((

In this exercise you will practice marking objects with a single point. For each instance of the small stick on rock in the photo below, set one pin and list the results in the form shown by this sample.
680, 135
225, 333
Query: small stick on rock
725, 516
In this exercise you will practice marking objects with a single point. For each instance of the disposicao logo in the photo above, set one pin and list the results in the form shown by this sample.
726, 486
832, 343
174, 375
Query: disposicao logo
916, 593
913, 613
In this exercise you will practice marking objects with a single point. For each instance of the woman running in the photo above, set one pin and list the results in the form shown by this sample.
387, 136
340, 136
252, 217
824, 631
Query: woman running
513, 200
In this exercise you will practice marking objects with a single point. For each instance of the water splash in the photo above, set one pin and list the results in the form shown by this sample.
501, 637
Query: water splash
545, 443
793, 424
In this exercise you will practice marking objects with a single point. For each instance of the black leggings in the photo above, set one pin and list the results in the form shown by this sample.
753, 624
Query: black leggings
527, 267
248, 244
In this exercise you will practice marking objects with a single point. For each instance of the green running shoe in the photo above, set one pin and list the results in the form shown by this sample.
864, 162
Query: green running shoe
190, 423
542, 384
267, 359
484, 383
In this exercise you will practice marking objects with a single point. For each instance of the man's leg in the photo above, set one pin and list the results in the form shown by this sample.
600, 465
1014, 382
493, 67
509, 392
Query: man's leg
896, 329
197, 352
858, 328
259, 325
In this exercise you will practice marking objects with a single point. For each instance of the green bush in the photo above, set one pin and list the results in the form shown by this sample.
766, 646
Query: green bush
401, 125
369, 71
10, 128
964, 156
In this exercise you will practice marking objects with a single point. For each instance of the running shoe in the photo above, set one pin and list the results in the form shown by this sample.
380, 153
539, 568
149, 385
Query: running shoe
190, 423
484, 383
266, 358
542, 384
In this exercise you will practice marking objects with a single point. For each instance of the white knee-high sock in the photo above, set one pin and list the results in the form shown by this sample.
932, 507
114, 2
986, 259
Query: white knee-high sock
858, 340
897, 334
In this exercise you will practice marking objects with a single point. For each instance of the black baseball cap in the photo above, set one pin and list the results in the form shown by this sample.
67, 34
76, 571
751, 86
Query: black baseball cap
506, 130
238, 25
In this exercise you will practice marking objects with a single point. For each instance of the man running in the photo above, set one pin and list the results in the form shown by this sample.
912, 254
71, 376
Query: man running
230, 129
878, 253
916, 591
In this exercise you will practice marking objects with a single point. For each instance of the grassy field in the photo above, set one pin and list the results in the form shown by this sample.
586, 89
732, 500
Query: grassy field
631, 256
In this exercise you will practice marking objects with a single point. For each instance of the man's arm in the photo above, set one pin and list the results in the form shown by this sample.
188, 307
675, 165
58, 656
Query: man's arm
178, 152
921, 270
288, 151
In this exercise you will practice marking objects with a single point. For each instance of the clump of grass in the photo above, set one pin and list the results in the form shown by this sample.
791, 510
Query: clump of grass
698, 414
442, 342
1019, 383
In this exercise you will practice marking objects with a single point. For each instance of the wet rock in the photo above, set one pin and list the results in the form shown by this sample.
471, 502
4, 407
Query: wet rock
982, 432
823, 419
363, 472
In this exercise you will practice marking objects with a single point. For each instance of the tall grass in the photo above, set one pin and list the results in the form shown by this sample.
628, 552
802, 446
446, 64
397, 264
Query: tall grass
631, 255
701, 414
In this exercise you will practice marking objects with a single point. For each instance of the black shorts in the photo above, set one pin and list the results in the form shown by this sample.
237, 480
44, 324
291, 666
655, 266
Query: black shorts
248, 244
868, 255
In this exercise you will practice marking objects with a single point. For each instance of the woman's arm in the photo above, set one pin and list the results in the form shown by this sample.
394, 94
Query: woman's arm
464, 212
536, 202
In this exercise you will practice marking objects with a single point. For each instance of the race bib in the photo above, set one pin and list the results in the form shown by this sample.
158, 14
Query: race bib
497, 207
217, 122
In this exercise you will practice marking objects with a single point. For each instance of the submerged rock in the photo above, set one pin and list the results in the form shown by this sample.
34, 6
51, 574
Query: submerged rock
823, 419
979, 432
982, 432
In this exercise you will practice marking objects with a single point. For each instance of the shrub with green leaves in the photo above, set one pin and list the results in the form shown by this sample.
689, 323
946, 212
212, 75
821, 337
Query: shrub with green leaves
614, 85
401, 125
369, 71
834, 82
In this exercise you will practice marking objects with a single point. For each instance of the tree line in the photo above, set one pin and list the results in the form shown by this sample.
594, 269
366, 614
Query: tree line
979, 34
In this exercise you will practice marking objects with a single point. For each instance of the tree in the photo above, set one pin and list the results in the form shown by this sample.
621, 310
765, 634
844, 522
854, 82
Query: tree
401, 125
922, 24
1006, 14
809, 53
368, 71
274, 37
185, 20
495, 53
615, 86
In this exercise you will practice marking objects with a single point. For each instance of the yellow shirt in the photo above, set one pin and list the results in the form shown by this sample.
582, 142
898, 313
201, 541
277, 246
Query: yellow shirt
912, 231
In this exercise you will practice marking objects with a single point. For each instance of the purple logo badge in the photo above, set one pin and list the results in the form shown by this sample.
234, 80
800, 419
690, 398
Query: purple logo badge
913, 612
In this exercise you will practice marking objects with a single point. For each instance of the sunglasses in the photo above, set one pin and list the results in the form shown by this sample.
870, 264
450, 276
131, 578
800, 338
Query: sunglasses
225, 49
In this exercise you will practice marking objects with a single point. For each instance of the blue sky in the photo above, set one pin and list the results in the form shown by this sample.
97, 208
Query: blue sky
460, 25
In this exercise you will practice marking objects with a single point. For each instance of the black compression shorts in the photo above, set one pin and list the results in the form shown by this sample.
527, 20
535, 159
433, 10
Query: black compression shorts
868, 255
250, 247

))

## EXERCISE DESCRIPTION
Reproduce the entries exactly as they appear.

## RESPONSE TO THE TASK
In this exercise you will practice marking objects with a single point. For each instance of the small stick on rock in the photo below, set one pin and list the results in the form shown by this sample.
680, 135
225, 333
Query: small stick on rock
725, 516
In this exercise you will practice marking objects with a single point. For each instance of the disposicao logo in the photo above, set one pin and list the results in the form shown by this sample.
726, 486
832, 343
174, 375
Query: disposicao logo
916, 593
913, 613
In this exercise you will practice marking objects with a single point. For each instance of the woman running in the photo above, set one pin and list the results in the form shown by this sample.
387, 136
340, 136
252, 217
824, 631
Query: woman running
513, 200
In this exercise you will practice marking objects with a single point. For each instance of the water splash in the photo above, set one pin and list the results in the form shown by this sample.
501, 637
Query: water splash
545, 443
793, 424
In this exercise you will practice marking objects with a single point. For each instance of the black leggings in the photo above, set one pin and list the results in the form shown by this sample.
753, 624
Query: black leggings
527, 267
248, 244
In this exercise you will practice marking objects with a single point. For each instance of the green running shoe in the photo above, set one pin and list the results in the form shown by this sample.
864, 162
Query: green running shoe
190, 423
542, 384
267, 359
484, 383
In this exercise you will practice marking objects with a single point. For each instance of the man's leg in the photo above, set one pin and list the results in the form shown by this sample.
600, 465
1014, 382
493, 67
509, 392
Query: man's leg
896, 329
197, 352
858, 328
259, 325
In this exercise you will practice marking objects with a single point. For each instance of the green bush in the photo above, set one pin and list the results in the form shown by this sample.
766, 646
Query: green bush
401, 125
369, 71
10, 128
964, 156
In this exercise you will practice marking objects with a single point. For each instance of the running shoe in the photo above, set one pin and list the results in the form shown by this sample.
380, 153
539, 568
149, 385
Query: running shoe
190, 423
484, 383
266, 358
542, 384
In this exercise you will practice marking objects with a single point. For each instance of the white knee-high sock in the photo above, set one pin and list the results in the form shown by this sample.
932, 507
114, 2
986, 259
Query: white knee-high sock
858, 340
897, 334
In this exercise you will practice marking objects with a single point. For each instance of the black baseball cap in the photo above, set one pin and list the results in the form shown by this sample.
67, 34
76, 571
751, 86
Query: black baseball cap
506, 130
238, 25
In this exercise you will practice marking objects with a single point. For each instance of the man running in the photo above, set one pin and list the results in the form shown by this sample.
912, 254
71, 376
Query: man running
230, 129
878, 253
916, 591
In this exercise you will practice marking objects with a single point. For each instance of the grassy field in the photo above, set one pin and list the results in the form shown by this sample.
586, 89
732, 500
Query: grassy field
631, 256
In this exercise you will practice marking objects with a single point. For each instance of the man's arm in the photo above, set one pin and list the results in the form shown by this sample.
188, 307
675, 165
58, 656
Query: man's arm
178, 152
921, 270
288, 151
In this exercise you will practice marking objects with a single point. For each instance of the clump of grass in the photo above, set one pin and list the results in the form shown by this sample.
791, 510
Query: clump of grass
698, 414
442, 342
1019, 383
In this exercise you will practice marking objects with a single point. For each instance of the wet rock in the photo above, set one pin and list the results in the form shown by this sample.
471, 502
4, 407
Query: wet rock
982, 432
823, 419
363, 472
In this exercise you will practice marking objects with a single point. For each instance of the tall grass in the photo above, set one pin and list the results in the form shown by this sample.
628, 552
802, 446
446, 64
397, 264
Query: tall grass
631, 255
701, 414
In this exercise you will practice marking objects with a single point. For each instance of the black shorts in the photo above, set one pin and list the results in the form shown by this sample.
237, 480
44, 324
291, 666
655, 266
Query: black shorts
248, 244
868, 255
In this exercise you will practice marking objects with a single point. For each instance of the woman's arm in the photo above, set one pin and list the results in the form shown by this sample.
394, 94
Query: woman's arm
464, 212
536, 202
In this exercise you will practice marking objects with a single point. For each instance of the race bib in the photo above, set one pin and list the results in the form shown by this sample.
158, 14
Query: race bib
497, 207
217, 122
In this exercise you will practice marking objects with a single point. For each instance of the submerged rock in the photo above, set one pin and list the results in the form shown by this sample.
34, 6
51, 574
Query: submerged rock
823, 419
979, 432
982, 432
In this exercise you will practice marking objects with a single point. For each instance of the shrub with green leaves in the photo above, set one pin and list the results in the form shown by this sample.
689, 323
946, 212
212, 75
821, 337
Query: shrub with green leaves
614, 85
401, 125
369, 71
834, 82
In this exercise you will practice marking objects with a single point. For each instance of the tree line in the photo above, set one pin and list the results in the form shown by this sample.
594, 269
366, 614
Query: tree line
979, 34
In this exercise you will practice marking objects with a single point. For each instance of the tree in the photo above, set one pin and list the results in the form shown by this sample.
621, 310
765, 634
844, 522
854, 82
Query: tree
401, 125
922, 24
1006, 14
809, 53
368, 71
274, 37
185, 20
495, 53
615, 86
In this exercise you will practice marking objects with a single point. For each instance of the yellow shirt in the photo above, set one pin and list the results in the form shown by this sample.
582, 142
898, 313
201, 541
277, 246
Query: yellow shirt
912, 231
In this exercise you will practice marking objects with a single point. For each instance of the purple logo badge in the photo above, set one pin and list the results in the form shown by this sample.
234, 80
800, 419
690, 398
Query: purple logo badge
913, 612
In this exercise you will practice marking objects with a single point. For each instance of the sunglasses in the photo above, set one pin and list the results in the form shown by this sample.
870, 264
450, 276
131, 578
800, 338
Query: sunglasses
225, 49
In this exercise you will practice marking objects with a single point. For each instance of the blue sky in the photo above, set one pin and list the results in the form shown by this sample.
97, 208
Query: blue sky
460, 25
In this exercise you will practice marking objects with a single point. For each instance of the black compression shorts in the photo above, set one pin and list the results in the form shown by this sample.
527, 20
535, 159
433, 10
Query: black compression shorts
868, 255
250, 247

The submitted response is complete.